■ Page text:
* * * *

On the day in question the Plaintiff was a passenger on a motor vehicle a Toyota Land Cruiser Utility registration No ZGA 672 owned by the State which was driven by a Leo Kipi an employee of the State. The driver stopped at an obstruction on the highway near Sangurap of two vehicles blocking the road. Instead of waiting for the other vehicles to move the driver decided to go off the side of the road to get around the other two vehicles. However the sides of the road were wet and slippery and the driver lost control and the vehicle overturned several times off the road and the plaintiff who was on the back was thrown off and severely injured. The driver was charged by the police for negligent driving although it appears the charges were never pressed through the court.

* * * *

(Stored records)
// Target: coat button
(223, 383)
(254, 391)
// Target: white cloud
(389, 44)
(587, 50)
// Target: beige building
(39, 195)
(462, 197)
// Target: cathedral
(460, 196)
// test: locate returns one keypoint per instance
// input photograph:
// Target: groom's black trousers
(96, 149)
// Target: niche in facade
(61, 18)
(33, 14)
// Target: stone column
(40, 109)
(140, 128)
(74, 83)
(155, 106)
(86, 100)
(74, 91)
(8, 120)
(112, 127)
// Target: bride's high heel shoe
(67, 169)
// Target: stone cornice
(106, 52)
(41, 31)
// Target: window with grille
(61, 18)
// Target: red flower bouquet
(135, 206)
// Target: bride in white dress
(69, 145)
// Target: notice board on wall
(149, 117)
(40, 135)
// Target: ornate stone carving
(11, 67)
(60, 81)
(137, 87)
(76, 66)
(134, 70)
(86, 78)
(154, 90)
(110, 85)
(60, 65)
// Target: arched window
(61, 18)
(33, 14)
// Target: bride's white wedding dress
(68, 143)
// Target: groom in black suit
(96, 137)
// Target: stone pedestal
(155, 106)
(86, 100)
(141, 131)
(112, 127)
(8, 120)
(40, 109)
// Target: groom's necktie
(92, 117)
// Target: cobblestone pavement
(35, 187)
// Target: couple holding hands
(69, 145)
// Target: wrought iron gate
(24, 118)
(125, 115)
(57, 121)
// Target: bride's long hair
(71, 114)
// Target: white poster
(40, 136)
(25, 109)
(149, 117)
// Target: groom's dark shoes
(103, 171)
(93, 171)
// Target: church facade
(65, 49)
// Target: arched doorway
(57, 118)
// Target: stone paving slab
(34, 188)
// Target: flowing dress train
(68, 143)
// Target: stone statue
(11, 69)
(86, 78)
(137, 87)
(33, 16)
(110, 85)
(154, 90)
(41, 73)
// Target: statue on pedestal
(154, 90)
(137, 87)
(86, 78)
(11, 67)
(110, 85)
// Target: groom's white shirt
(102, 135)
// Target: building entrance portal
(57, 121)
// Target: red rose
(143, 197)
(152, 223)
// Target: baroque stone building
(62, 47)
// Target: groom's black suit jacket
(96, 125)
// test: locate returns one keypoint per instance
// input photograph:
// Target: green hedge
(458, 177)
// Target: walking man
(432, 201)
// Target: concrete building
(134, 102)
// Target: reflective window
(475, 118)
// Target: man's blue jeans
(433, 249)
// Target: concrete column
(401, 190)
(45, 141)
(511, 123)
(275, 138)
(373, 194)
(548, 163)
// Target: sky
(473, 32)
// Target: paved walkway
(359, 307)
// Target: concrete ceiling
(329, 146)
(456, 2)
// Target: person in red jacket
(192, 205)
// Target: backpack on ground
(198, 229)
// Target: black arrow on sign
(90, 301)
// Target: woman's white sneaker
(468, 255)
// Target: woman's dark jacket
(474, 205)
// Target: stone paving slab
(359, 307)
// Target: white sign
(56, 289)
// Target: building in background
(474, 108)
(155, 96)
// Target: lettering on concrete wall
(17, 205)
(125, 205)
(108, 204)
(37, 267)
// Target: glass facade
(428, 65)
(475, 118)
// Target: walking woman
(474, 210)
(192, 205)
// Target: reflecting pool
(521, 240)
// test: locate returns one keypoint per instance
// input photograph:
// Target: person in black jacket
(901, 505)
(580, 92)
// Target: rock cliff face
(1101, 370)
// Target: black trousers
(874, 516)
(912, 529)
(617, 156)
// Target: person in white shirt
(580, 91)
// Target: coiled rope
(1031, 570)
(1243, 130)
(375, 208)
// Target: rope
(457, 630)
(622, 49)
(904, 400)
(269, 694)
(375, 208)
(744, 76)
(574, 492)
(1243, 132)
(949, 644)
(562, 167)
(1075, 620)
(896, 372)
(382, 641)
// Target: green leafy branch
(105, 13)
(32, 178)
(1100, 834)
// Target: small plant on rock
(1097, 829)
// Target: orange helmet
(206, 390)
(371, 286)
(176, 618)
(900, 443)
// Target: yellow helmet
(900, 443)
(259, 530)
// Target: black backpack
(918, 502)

* * * *

■ Task 1:
Answer these questions using the accident account:
(a) What was the registration number of the Land Cruiser?
(b) Near what place was the road blocked?
(c) What did the police charge the driver with?
■ Task 2: Resume the accident account after its last sentence and write one more paragraph.
The material has no connection to the accident account.

■ Expected output 1:
(a) ZGA 672
(b) Sangurap
(c) Negligent driving

■ Expected output 2:
The State has admitted some liability although submits that there was some contributory negligence in the plaintiff in riding on the back of a vehicle not designed to take passengers on the back. Whilst there have been cases where the riding on the back of a vehicle has been considered to be contributory negligence this has not necessarily been applied in all cases. In Are v M.V.I.T. [1991] PNGLR 456 the court found no evidence that the plaintiff was doing otherwise than riding normally on the back and the negligence in that case was wholly in the driver. Thus the riding in the back did not help towards the plaintiff’s injuries such as compared with Wally’s case [1992] Unreported N1029 where the manner of riding on the back actually helped to cause the injuries. And in the case Kandaso v M.V.I.T. [1992] Unreported N 1074 I ruled that whilstever the authorities condone by inaction the riding on the back of utilities without seats and appropriate safety features then I cannot find such passengers partly negligent without special aspects of the riding in the back such as was found in Wally’s case above referred to. In this case before me now the driver took a stupid course of action which directly caused the injuries. I find no contributory negligence in the plaintiff.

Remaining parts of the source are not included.